Copy each line from the records below in which the word "water" is found.

SUPPLIED MATERIAL –
____

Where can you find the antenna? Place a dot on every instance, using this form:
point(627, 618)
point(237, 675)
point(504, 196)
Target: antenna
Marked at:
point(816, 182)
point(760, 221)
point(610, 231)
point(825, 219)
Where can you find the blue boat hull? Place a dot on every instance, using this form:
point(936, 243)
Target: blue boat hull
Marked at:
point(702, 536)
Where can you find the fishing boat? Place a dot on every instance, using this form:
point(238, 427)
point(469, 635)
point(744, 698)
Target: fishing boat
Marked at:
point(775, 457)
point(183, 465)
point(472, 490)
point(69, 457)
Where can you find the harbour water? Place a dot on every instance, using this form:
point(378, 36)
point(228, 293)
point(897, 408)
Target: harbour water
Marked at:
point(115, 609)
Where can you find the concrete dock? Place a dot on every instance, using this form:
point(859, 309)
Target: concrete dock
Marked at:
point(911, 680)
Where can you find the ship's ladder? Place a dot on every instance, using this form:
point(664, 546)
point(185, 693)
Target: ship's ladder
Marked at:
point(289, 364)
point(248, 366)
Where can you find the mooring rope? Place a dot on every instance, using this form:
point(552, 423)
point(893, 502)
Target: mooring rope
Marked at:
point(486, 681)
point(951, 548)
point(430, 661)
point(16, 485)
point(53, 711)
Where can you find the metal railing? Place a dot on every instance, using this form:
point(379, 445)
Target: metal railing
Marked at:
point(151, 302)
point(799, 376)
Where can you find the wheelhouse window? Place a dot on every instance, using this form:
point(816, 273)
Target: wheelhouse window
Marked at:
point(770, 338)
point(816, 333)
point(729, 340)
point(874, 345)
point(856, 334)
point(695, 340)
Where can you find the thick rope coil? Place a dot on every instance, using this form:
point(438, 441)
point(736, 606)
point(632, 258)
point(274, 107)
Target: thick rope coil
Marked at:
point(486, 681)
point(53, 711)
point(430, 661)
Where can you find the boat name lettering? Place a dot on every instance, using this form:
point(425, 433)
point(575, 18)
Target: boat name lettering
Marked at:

____

ANSWER SECTION –
Where can you find the harbour water? Place a dot on every instance, using this form:
Target: harbour water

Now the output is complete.